## Exercise instructions
1. In the FC Basel 2000–01 season text, which stadium did the club use for home games from 15 March 2001?
2. Continue the FC Basel 2000–01 season text from its last sentence.

--- Start Page ---

The 2000–01 Fussball Club Basel 1893 season was their 107th season since the club's foundation on 15 November 1893. Following their promotion in the 1993–94 season this was their seventh consecutive season in the highest tier of Swiss football.
René C. Jäggi was the club's chairman for the fifth year. FC Basel played their home games in the alternate Stadion Schützenmatte while the new stadium was being built and as of 15 March 2001 in the brand new St. Jakob-Park.

Overview 
Christian Gross was the first team trainer for the second season. Still forming his team, Basel made a number of signings before the season started. Goalkeeper Miroslav König, André Muff and Hakan Yakin signed in from Grasshopper Club. The two strikers Hervé Tum, from Sion, and Jean-Michel Tchouga, from Yverdon-Sports, joined to strengthen the attack. Ivan Ergic joined from Juventus and Carlos Varela was loaned from Servette.

--- End Page ---
--- Start Information given ---

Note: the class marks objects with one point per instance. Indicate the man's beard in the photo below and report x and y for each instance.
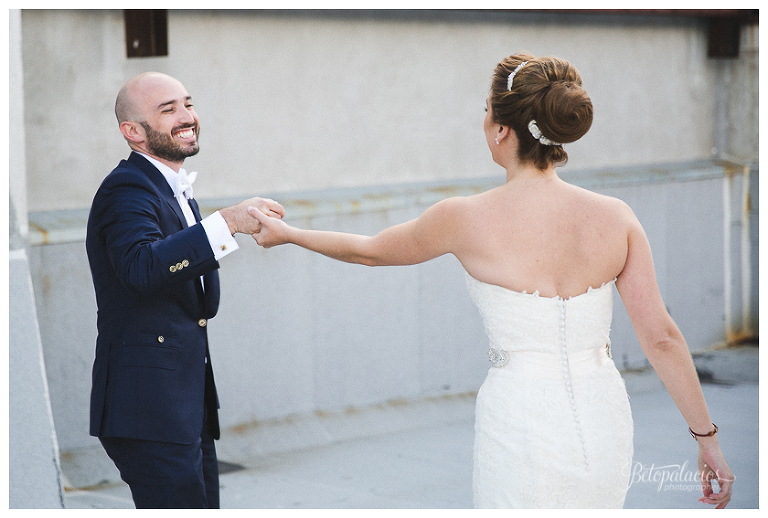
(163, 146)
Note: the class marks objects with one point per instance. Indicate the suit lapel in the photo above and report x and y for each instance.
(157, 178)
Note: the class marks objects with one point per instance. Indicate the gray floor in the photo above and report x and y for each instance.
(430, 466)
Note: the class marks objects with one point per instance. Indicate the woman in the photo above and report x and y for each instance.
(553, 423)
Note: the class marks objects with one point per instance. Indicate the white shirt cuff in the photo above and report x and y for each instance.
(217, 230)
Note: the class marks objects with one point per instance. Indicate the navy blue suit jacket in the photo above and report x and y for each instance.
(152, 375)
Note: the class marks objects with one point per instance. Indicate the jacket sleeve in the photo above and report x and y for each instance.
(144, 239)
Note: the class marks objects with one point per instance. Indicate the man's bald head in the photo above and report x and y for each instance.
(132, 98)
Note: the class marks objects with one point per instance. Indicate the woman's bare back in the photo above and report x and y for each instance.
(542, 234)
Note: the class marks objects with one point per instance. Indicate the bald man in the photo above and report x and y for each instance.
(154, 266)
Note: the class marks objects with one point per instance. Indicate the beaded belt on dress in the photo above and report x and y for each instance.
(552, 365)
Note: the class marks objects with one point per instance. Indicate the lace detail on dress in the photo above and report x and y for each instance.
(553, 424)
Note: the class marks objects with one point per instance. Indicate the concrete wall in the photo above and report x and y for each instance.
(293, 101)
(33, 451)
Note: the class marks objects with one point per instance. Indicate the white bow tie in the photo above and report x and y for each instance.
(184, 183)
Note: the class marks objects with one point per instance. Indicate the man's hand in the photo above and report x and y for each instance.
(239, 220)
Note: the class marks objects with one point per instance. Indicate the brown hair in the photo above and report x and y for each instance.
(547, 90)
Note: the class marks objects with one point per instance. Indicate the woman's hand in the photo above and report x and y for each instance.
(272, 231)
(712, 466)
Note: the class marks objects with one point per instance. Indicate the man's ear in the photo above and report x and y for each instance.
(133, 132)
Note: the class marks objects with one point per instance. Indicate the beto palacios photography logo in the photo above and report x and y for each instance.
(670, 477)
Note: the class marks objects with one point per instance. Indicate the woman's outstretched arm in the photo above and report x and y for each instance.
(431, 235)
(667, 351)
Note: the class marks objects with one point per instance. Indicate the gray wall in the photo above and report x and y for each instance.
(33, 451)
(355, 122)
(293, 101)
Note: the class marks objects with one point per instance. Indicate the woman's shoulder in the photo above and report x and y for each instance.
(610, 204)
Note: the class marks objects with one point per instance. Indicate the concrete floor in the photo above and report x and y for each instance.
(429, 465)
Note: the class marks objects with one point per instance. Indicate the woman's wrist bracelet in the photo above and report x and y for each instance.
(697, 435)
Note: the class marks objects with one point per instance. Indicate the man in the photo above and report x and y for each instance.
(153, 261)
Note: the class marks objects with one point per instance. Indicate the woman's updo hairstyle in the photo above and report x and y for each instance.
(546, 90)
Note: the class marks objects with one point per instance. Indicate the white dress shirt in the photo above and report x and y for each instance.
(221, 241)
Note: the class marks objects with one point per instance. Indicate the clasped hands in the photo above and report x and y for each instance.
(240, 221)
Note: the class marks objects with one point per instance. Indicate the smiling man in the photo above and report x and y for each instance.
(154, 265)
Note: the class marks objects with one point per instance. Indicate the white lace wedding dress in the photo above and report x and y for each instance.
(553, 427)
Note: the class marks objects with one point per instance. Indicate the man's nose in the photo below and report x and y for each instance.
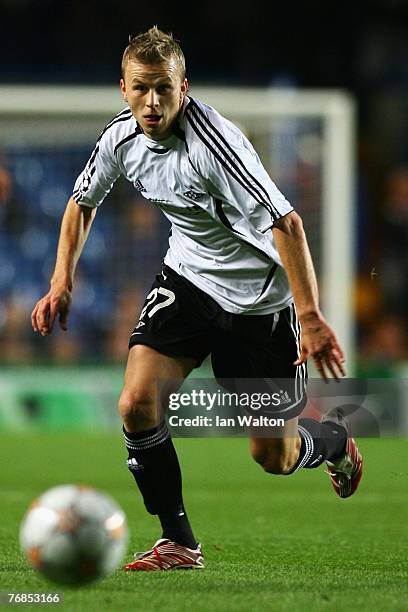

--- End Information given ---

## Task results
1. St. Jakob-Park

2.
In the other direction Luís Calapes moved to Xamax, Didier Tholot and Thomas Häberli to Young Boys and Agent Sawu to Wil. Also Pascal Zuberbühler went on a one-year loan to Bayer Leverkusen, Marco Tschopp on a one-year loan to Xamax and Edmond N'Tiamoah on a six-month loan to SR Delémont.

The Campaign

Friendly games 
Basel entered the Sempione Cup, which was played in Balsthal. The first match against Brasilian team Ituano FC was won and the second match against Turkish team Besiktas Istanbul ended in a draw. Basel were placed second in the final classification.

Domestic League 
The Qualification Round to the League season 2000–01 was contested by twelve teams. The first eight teams of the regular season (or Qualification) then competed in the Championship Playoff Round. The regular season started on 15 July and ended on 10 December. The championship play-offs began on 25 February 2001 and ended on 26 May. The teams aim was to end the qualification round in the top four table and in the championship to reach the 2001–02 UEFA Cup. Basel started the regular season with three wins and three defeats, but then became somewhat more consistent, being defeated just once in the following 12 matches. The end of the first half of the regular season ended very disappointing as the team lost four of the last five games and slipped to fifth position in the league table.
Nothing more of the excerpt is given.